Extracted data:
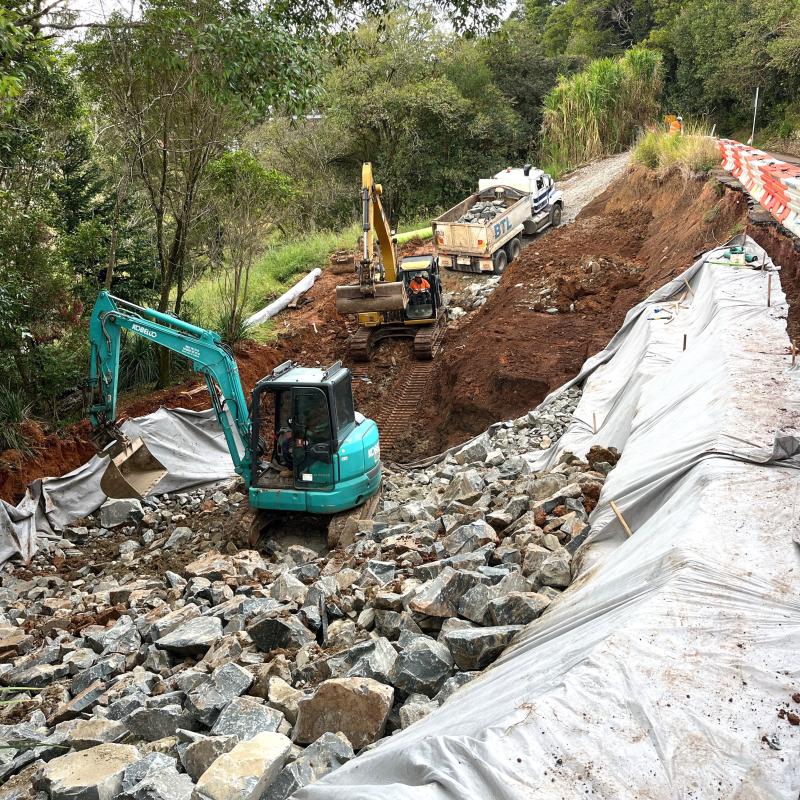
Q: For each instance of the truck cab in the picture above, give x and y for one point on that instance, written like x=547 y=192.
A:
x=420 y=276
x=311 y=451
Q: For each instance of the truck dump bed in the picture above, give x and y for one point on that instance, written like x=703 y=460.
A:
x=481 y=224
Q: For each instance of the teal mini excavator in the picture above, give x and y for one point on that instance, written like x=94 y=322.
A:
x=299 y=447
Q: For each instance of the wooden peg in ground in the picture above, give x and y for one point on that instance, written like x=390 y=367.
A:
x=621 y=519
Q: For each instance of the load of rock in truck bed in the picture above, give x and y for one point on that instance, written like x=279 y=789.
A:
x=484 y=211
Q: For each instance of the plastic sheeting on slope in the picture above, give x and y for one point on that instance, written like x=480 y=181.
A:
x=276 y=306
x=190 y=444
x=660 y=672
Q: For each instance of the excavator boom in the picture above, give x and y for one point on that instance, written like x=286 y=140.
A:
x=374 y=292
x=133 y=471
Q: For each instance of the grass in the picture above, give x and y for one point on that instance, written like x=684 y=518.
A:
x=15 y=411
x=599 y=111
x=695 y=152
x=281 y=266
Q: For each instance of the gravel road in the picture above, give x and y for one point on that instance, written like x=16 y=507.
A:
x=585 y=183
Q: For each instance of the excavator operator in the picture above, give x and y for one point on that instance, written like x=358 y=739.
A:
x=419 y=286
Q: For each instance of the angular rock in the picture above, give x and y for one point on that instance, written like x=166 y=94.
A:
x=93 y=774
x=475 y=451
x=165 y=783
x=358 y=707
x=200 y=755
x=246 y=717
x=556 y=570
x=151 y=724
x=272 y=633
x=415 y=708
x=467 y=538
x=284 y=697
x=533 y=559
x=192 y=637
x=440 y=597
x=247 y=771
x=476 y=648
x=179 y=537
x=117 y=512
x=95 y=731
x=372 y=659
x=517 y=608
x=422 y=666
x=466 y=487
x=328 y=753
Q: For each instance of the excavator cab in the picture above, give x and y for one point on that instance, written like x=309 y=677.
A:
x=307 y=439
x=421 y=280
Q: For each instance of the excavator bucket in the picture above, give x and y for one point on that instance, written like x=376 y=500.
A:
x=389 y=296
x=132 y=473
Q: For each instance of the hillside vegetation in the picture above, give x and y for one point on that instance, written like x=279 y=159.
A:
x=200 y=148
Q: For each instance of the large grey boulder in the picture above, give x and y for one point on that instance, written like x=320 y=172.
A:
x=192 y=637
x=375 y=659
x=328 y=753
x=117 y=512
x=152 y=724
x=245 y=772
x=358 y=707
x=164 y=783
x=93 y=774
x=210 y=696
x=476 y=648
x=422 y=666
x=517 y=608
x=272 y=633
x=246 y=717
x=200 y=755
x=556 y=570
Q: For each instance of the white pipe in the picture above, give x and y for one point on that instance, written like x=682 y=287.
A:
x=284 y=300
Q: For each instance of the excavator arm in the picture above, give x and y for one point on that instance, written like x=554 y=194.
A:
x=375 y=224
x=374 y=292
x=203 y=348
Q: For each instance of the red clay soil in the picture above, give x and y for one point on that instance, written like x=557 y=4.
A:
x=311 y=334
x=627 y=242
x=503 y=359
x=785 y=252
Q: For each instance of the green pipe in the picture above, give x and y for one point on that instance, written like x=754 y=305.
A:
x=421 y=233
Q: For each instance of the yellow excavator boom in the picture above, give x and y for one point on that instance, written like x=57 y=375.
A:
x=373 y=293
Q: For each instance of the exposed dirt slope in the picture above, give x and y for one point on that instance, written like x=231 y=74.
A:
x=637 y=234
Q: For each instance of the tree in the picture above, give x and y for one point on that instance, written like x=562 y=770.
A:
x=246 y=198
x=424 y=109
x=176 y=89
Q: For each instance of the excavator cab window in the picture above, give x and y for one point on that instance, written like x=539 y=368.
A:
x=312 y=451
x=420 y=286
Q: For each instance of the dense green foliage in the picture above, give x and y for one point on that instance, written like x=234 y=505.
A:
x=600 y=110
x=198 y=156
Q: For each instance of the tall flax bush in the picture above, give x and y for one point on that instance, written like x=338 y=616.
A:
x=600 y=110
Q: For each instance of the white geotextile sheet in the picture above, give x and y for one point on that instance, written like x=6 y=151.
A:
x=276 y=306
x=190 y=445
x=659 y=673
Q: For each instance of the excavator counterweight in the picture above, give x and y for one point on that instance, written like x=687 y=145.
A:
x=299 y=445
x=387 y=301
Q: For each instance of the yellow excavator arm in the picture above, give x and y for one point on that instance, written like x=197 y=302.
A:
x=374 y=292
x=375 y=223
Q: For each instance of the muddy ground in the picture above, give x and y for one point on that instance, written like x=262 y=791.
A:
x=561 y=301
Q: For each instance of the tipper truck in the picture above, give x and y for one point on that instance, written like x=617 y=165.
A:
x=483 y=233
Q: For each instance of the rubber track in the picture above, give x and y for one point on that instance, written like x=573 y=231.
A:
x=401 y=415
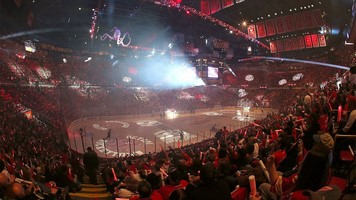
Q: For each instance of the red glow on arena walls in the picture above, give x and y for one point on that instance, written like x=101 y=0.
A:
x=132 y=70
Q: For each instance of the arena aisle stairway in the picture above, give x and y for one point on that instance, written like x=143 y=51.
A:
x=91 y=191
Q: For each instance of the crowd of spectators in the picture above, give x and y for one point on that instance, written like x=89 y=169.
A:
x=34 y=152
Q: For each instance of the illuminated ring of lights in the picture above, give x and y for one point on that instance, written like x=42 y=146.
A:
x=242 y=118
x=100 y=128
x=121 y=40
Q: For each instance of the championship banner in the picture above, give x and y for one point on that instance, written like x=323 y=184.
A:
x=301 y=43
x=315 y=40
x=318 y=18
x=273 y=47
x=205 y=7
x=298 y=21
x=270 y=27
x=279 y=25
x=294 y=44
x=215 y=6
x=227 y=3
x=18 y=3
x=322 y=41
x=287 y=45
x=280 y=47
x=220 y=44
x=288 y=21
x=28 y=114
x=251 y=30
x=30 y=18
x=308 y=19
x=261 y=30
x=308 y=42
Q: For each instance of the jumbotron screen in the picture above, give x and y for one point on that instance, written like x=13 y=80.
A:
x=213 y=72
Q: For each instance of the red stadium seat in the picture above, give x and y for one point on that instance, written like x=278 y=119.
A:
x=240 y=194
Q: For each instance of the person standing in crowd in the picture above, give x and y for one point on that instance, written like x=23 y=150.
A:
x=350 y=126
x=91 y=164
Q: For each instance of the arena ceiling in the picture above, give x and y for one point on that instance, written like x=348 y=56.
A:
x=67 y=23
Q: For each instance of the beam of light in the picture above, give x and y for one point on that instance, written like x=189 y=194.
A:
x=229 y=68
x=297 y=61
x=19 y=34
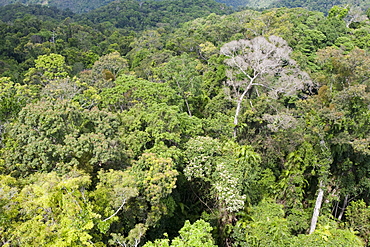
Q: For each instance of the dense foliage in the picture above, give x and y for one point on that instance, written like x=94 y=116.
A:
x=183 y=127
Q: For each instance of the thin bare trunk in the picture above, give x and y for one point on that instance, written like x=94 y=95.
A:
x=238 y=108
x=187 y=105
x=317 y=208
x=343 y=207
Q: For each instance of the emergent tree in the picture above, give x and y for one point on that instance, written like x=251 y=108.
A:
x=261 y=62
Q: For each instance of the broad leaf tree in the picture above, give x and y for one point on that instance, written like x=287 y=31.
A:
x=261 y=62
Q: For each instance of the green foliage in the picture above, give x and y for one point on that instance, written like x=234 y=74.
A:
x=57 y=136
x=47 y=68
x=52 y=211
x=265 y=227
x=137 y=142
x=129 y=91
x=191 y=235
x=358 y=219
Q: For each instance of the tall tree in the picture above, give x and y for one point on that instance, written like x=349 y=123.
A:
x=261 y=62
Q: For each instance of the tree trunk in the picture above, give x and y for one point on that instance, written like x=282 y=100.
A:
x=187 y=105
x=343 y=207
x=238 y=107
x=317 y=208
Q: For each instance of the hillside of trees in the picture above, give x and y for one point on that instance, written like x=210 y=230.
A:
x=79 y=6
x=184 y=127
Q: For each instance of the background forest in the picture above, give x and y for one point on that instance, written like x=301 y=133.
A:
x=184 y=123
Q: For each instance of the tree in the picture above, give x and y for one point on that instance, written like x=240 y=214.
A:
x=191 y=235
x=52 y=210
x=47 y=68
x=261 y=62
x=59 y=135
x=109 y=66
x=182 y=75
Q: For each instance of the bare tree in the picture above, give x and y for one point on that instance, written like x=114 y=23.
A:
x=261 y=62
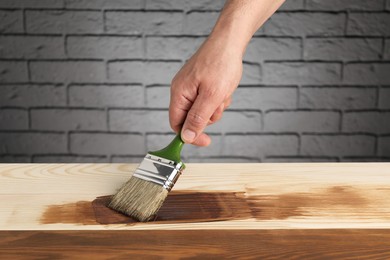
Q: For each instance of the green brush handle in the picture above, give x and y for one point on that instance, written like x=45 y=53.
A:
x=172 y=151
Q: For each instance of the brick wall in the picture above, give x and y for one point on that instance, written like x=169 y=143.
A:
x=88 y=81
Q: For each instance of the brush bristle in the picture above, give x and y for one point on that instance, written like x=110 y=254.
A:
x=139 y=199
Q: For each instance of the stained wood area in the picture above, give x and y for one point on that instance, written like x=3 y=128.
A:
x=215 y=210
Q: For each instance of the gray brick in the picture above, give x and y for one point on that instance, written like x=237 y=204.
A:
x=26 y=95
x=302 y=121
x=264 y=98
x=31 y=47
x=30 y=143
x=335 y=5
x=104 y=4
x=374 y=24
x=155 y=23
x=11 y=21
x=384 y=98
x=251 y=74
x=386 y=55
x=237 y=122
x=64 y=21
x=301 y=73
x=107 y=144
x=180 y=48
x=139 y=121
x=184 y=4
x=338 y=98
x=105 y=47
x=106 y=96
x=157 y=72
x=158 y=141
x=14 y=159
x=31 y=3
x=384 y=146
x=200 y=23
x=65 y=119
x=158 y=96
x=292 y=5
x=13 y=71
x=69 y=159
x=367 y=73
x=13 y=119
x=337 y=145
x=67 y=71
x=369 y=122
x=258 y=146
x=345 y=49
x=301 y=24
x=260 y=49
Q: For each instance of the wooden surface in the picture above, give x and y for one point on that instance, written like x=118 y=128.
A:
x=215 y=210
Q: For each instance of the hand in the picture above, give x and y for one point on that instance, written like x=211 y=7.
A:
x=202 y=89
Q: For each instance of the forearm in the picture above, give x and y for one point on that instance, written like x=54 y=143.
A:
x=240 y=19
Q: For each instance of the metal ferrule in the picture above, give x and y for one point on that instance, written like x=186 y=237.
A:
x=159 y=170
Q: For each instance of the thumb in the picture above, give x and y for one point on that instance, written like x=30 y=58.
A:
x=198 y=116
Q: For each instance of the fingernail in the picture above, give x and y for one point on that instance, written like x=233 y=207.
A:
x=188 y=135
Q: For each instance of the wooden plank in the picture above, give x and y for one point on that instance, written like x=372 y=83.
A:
x=203 y=244
x=207 y=196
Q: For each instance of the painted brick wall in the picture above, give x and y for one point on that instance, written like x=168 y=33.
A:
x=88 y=81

Aim of the exercise:
Give back the lines above exactly, from the one with "Q: For each instance of the stained" through the last line.

Solution for this problem:
Q: For each instance of the stained wood area in the picture above, give x and y for one point on that instance, written like x=3 y=128.
A:
x=215 y=210
Q: For each instance of the gray brick in the picture above, give x and y for one point on that instance, written like x=237 y=204.
A:
x=26 y=95
x=302 y=121
x=264 y=98
x=31 y=47
x=30 y=143
x=335 y=5
x=104 y=4
x=374 y=24
x=155 y=23
x=11 y=21
x=384 y=98
x=251 y=74
x=386 y=55
x=237 y=122
x=64 y=21
x=301 y=73
x=107 y=144
x=180 y=48
x=139 y=121
x=184 y=4
x=338 y=98
x=105 y=47
x=106 y=96
x=157 y=72
x=158 y=141
x=14 y=159
x=31 y=3
x=384 y=146
x=200 y=23
x=65 y=119
x=158 y=96
x=292 y=5
x=13 y=71
x=69 y=159
x=367 y=73
x=13 y=119
x=337 y=145
x=67 y=71
x=369 y=122
x=258 y=146
x=345 y=49
x=301 y=24
x=260 y=49
Q: For each instance of the wooden surface in the picture above, give x and y for one point on that instance, written like x=118 y=128.
A:
x=215 y=210
Q: For each instance of the hand in the picture above, give x and y for one point on that instance, written like x=211 y=7.
A:
x=202 y=89
Q: For each instance of the forearm in the picture above, give x and y for one point on that instance, written like x=54 y=143.
A:
x=240 y=19
Q: For each instance of the metal ferrule in the picture above, give x and y for one point on that instance, written like x=186 y=237.
A:
x=159 y=170
Q: For each instance of the thumb in the picture above, give x and y for one point on that instance, written like x=30 y=58.
A:
x=198 y=116
Q: For each instance of the fingernail in the picture above, give x and y for one point on that instance, written like x=233 y=207.
A:
x=188 y=135
Q: For each instance of the wooden plank in the picture above, give x and y for one point on that instance, written like x=372 y=83.
A:
x=203 y=244
x=207 y=196
Q: For each instance of the painted brick wall in the picture above, give x and y for one point on that instance, written like x=168 y=33.
A:
x=88 y=81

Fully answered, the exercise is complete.